Source records:
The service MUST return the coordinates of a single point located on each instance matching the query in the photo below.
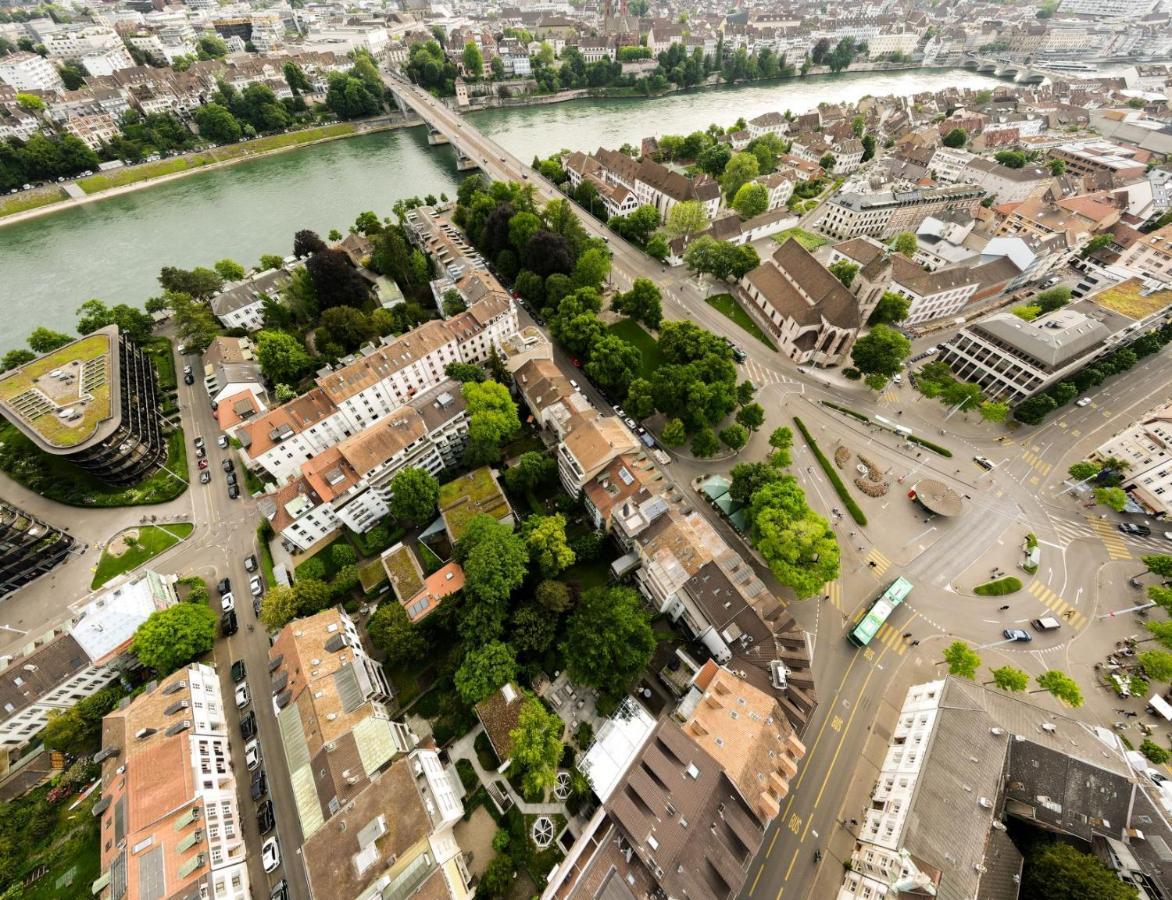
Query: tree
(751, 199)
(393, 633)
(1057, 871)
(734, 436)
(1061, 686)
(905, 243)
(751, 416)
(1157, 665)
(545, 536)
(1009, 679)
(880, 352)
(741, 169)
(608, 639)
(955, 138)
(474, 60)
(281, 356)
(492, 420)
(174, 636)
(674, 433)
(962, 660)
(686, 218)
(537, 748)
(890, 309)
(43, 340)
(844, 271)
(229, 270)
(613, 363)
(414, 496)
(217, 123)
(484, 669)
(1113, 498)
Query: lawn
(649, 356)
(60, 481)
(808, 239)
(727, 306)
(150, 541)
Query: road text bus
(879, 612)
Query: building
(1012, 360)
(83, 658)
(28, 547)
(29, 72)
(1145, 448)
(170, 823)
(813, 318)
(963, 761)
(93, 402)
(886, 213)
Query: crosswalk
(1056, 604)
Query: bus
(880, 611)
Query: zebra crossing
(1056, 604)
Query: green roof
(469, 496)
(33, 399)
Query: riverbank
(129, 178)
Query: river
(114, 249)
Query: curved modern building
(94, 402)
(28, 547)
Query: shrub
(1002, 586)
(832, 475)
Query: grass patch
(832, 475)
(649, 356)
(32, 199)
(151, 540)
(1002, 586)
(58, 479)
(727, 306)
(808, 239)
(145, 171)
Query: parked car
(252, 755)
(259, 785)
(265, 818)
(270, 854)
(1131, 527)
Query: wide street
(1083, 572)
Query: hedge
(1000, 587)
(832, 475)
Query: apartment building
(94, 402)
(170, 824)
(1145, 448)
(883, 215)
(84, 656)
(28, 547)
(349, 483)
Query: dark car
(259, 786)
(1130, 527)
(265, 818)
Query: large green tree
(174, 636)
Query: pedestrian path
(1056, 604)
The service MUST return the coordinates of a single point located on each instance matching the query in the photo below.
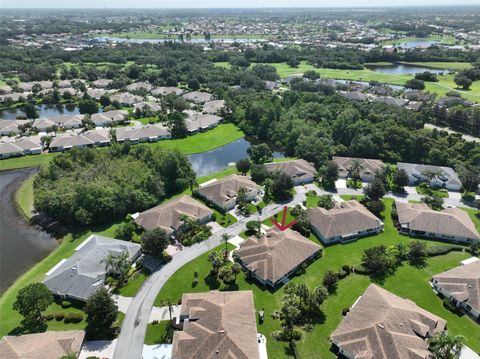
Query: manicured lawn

Prompt: All of the data above should be quoted exactly, except for the pictures.

The reply:
The service MUST return the coordinates of a single point located on each instance matching the query in the photo below.
Query: tree
(751, 199)
(393, 633)
(1057, 871)
(734, 436)
(1061, 686)
(905, 243)
(751, 416)
(1157, 665)
(545, 536)
(1009, 679)
(880, 352)
(741, 169)
(608, 639)
(955, 138)
(474, 60)
(281, 356)
(492, 420)
(174, 636)
(674, 433)
(962, 660)
(686, 218)
(537, 748)
(890, 309)
(43, 340)
(844, 271)
(229, 270)
(613, 363)
(414, 496)
(217, 123)
(484, 669)
(1113, 498)
Query: lawn
(649, 356)
(60, 481)
(808, 239)
(727, 306)
(150, 541)
Query: road text bus
(879, 612)
Query: building
(1012, 360)
(83, 658)
(28, 547)
(29, 72)
(1145, 448)
(170, 823)
(813, 318)
(963, 761)
(93, 402)
(886, 213)
Query: crosswalk
(1056, 604)
Query: bus
(880, 611)
Query: zebra crossing
(1056, 604)
Query: green roof
(469, 496)
(33, 399)
Query: riverbank
(129, 178)
Query: river
(114, 249)
Query: curved modern building
(94, 402)
(28, 547)
Query: shrub
(1002, 586)
(832, 475)
Query: grass patch
(832, 475)
(649, 356)
(32, 199)
(151, 540)
(1002, 586)
(58, 479)
(727, 306)
(808, 239)
(145, 171)
Query: parked car
(252, 755)
(259, 785)
(265, 818)
(270, 854)
(1131, 527)
Query: wide street
(1083, 572)
Query: hedge
(1000, 587)
(832, 475)
Query: apartment building
(94, 402)
(170, 824)
(1145, 448)
(883, 215)
(84, 656)
(28, 547)
(349, 483)
Query: dark car
(259, 786)
(1130, 527)
(265, 818)
Query: large green tree
(174, 636)
Query: pedestrian path
(1056, 604)
The service MUST return the coordinates of a single point located on each instance matching the query in the photo below.
Query: manicured lawn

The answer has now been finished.